• Exercício escrito A: Localize nas entradas todas as linhas que contêm a palavra "gray" e copie cada uma delas.

# Apareceu a Margarida



## CATHERINE GONZALEZ

Hola, esto es una expresión en portugués para referirse a una persona que acaba de llegar? Gracias y saludos.
_Apareceu a Margarida_


----------



## Vanda

Sim. Principalmente se esta pessoa ficou muito tempo sem aparecer... ou se você estiver falando da pessoa e ela aparece.


----------



## gato radioso

Vanda said:


> Sim. Principalmente se esta pessoa ficou muito tempo sem aparecer... ou se você estiver falando da pessoa e ela aparece.


Tem isto alguma nuance de humor ou de ironía?


----------



## Carfer

gato radioso said:


> Tem isto alguma nuance de humor ou de ironía?



Em Portugal, em princípio, não tem. '_Aparecer_' pode ser usado até, no tom mais neutro possível, para indicar quem compareceu (_'F... não apareceu'/ 'F... apareceu?_'  (numa festa/ numa reunião)) ou até para convidar informalmente alguém a visitar-nos ('_Aparece lá por casa'_) ou mesmo para nos queixarmos de não vermos alguém ('_Há muito que não apareces.'_)/'Vê lá se apareces'). E também pode ser usado, claro, nos sentidos indicados pela Vanda. Dá para muito.


----------



## gato radioso

Eu mais bem dizia por aquilo da Margarida... pareceu-me semelhante ao nosso "Hablando del rey de Roma/por la puerta asoma" isto sem duvidar que a frase pode ter significados diferentes.

• Exercício escrito B: Na conversa sobre a expressão Apareceu a Margarida, reescreva o trecho que vai de "Em Portugal, em" até "Dá para muito.", substituindo "festa" por "jantar".

• Dados fornecidos:

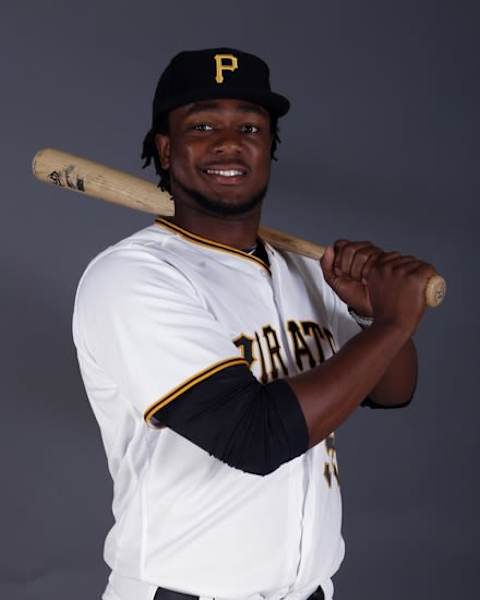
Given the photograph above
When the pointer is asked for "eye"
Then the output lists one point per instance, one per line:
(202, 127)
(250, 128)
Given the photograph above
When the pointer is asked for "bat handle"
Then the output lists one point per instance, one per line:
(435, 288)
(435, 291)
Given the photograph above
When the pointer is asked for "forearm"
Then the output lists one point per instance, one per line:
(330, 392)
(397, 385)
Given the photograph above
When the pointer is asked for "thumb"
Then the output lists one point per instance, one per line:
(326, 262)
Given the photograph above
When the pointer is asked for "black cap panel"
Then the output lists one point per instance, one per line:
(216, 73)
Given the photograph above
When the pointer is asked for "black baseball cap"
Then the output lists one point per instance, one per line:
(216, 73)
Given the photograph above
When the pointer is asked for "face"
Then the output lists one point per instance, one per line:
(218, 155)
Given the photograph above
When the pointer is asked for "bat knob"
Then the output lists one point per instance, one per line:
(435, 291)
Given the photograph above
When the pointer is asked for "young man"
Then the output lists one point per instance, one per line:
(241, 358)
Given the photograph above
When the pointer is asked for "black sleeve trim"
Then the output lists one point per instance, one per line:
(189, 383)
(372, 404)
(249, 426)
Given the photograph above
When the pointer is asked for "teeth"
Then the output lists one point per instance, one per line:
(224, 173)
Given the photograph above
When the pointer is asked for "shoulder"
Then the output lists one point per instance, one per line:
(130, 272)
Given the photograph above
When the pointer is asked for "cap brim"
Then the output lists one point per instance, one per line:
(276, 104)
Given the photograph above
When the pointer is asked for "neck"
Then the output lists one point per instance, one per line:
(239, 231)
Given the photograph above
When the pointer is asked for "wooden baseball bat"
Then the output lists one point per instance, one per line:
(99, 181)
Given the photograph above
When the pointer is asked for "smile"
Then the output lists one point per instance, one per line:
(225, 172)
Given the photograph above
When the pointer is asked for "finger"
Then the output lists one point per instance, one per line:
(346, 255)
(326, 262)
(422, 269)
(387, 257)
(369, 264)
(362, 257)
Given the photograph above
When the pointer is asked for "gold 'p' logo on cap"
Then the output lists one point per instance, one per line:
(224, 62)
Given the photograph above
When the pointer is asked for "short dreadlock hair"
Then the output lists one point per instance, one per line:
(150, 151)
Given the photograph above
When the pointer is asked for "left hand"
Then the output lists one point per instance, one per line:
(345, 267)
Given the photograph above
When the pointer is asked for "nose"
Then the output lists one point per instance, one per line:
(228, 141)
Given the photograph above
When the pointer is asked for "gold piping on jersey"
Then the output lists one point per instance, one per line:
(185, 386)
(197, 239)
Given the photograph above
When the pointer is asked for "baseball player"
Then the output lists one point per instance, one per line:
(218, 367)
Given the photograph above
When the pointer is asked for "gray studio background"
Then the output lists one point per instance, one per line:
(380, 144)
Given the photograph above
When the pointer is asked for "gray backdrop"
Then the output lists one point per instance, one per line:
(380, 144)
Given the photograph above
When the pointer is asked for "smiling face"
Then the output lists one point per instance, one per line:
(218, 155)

• Resposta completa A:
When the pointer is asked for "gray studio background"
When the pointer is asked for "gray backdrop"

• Resposta completa B:
Em Portugal, em princípio, não tem. '_Aparecer_' pode ser usado até, no tom mais neutro possível, para indicar quem compareceu (_'F... não apareceu'/ 'F... apareceu?_'  (numa jantar/ numa reunião)) ou até para convidar informalmente alguém a visitar-nos ('_Aparece lá por casa'_) ou mesmo para nos queixarmos de não vermos alguém ('_Há muito que não apareces.'_)/'Vê lá se apareces'). E também pode ser usado, claro, nos sentidos indicados pela Vanda. Dá para muito.